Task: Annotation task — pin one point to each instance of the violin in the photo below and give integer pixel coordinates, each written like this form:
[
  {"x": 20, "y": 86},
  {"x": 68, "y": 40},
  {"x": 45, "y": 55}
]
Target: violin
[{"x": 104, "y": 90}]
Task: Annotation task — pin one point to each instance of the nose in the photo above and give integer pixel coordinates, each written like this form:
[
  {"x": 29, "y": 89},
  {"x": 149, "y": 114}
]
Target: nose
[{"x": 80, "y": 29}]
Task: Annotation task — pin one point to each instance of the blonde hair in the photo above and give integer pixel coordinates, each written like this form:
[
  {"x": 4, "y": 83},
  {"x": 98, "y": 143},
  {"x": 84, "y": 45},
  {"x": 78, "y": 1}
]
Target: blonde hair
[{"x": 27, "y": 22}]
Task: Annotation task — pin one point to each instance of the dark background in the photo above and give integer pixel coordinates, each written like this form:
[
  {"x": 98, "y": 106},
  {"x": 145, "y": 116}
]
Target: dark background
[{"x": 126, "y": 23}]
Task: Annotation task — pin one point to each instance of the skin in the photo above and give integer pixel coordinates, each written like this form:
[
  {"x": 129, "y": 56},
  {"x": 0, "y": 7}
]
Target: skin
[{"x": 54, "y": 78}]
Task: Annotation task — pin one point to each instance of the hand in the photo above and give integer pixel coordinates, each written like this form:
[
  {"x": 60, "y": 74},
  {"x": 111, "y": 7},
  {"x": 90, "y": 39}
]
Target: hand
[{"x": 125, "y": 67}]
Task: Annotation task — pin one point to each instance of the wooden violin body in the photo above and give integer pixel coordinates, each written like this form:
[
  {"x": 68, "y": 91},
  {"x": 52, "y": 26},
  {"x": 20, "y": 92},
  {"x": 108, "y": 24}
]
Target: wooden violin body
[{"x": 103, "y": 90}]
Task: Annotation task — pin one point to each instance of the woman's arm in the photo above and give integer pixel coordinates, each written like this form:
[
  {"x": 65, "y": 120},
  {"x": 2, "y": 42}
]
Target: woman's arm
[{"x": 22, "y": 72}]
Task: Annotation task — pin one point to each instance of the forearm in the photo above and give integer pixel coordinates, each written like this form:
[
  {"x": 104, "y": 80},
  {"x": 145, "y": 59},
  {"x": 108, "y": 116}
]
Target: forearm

==================================================

* _What to produce_
Rewrite all of the entries above with "Annotation task" replaced by "Labeling task" wherever it occurs, leaving everything else unchanged.

* _Solution to this exercise_
Task: Labeling task — pin one point to each instance of the violin in the photo below and give integer pixel coordinates, each written like this form:
[
  {"x": 20, "y": 86},
  {"x": 68, "y": 40},
  {"x": 45, "y": 55}
]
Target: violin
[{"x": 104, "y": 90}]
Task: Labeling task — pin one point to each instance of the nose in the photo above and give integer pixel coordinates, each written like this form:
[
  {"x": 29, "y": 89},
  {"x": 149, "y": 114}
]
Target: nose
[{"x": 80, "y": 29}]
Task: Labeling task — pin one point to each instance of the blonde hair in the photo above and give integer pixel coordinates, each written like this form:
[
  {"x": 4, "y": 83},
  {"x": 98, "y": 143},
  {"x": 84, "y": 45},
  {"x": 78, "y": 1}
]
Target: blonde hair
[{"x": 27, "y": 22}]
Task: Labeling task — pin one point to each instance of the dark background in the photo above and give integer pixel coordinates, each written like this form:
[
  {"x": 98, "y": 106},
  {"x": 145, "y": 116}
]
Target: dark background
[{"x": 126, "y": 23}]
Task: Labeling task — pin one point to each instance of the skin in the photo above and give integer pixel coordinates, each written like this form:
[
  {"x": 129, "y": 56},
  {"x": 0, "y": 7}
]
Target: skin
[{"x": 54, "y": 78}]
Task: Labeling task — pin one point to each instance of the hand in the photo above and give integer pixel coordinates, each written like this form:
[
  {"x": 60, "y": 74},
  {"x": 111, "y": 7},
  {"x": 90, "y": 39}
]
Target: hand
[{"x": 125, "y": 67}]
Task: Labeling task — pin one point to each instance of the wooden violin body in the photo above and give integer pixel coordinates, each written like this form:
[
  {"x": 68, "y": 91},
  {"x": 52, "y": 26},
  {"x": 20, "y": 92},
  {"x": 108, "y": 24}
]
Target: wooden violin body
[{"x": 103, "y": 90}]
Task: Labeling task — pin one point to each instance of the woman's arm in the photo above and give integer pixel coordinates, each written like this form:
[
  {"x": 65, "y": 120},
  {"x": 2, "y": 42}
]
Target: woman's arm
[{"x": 22, "y": 72}]
Task: Labeling task — pin one point to each instance of the forearm in the photo above and give integer pixel coordinates, each written like this form:
[
  {"x": 104, "y": 80},
  {"x": 145, "y": 59},
  {"x": 108, "y": 116}
]
Target: forearm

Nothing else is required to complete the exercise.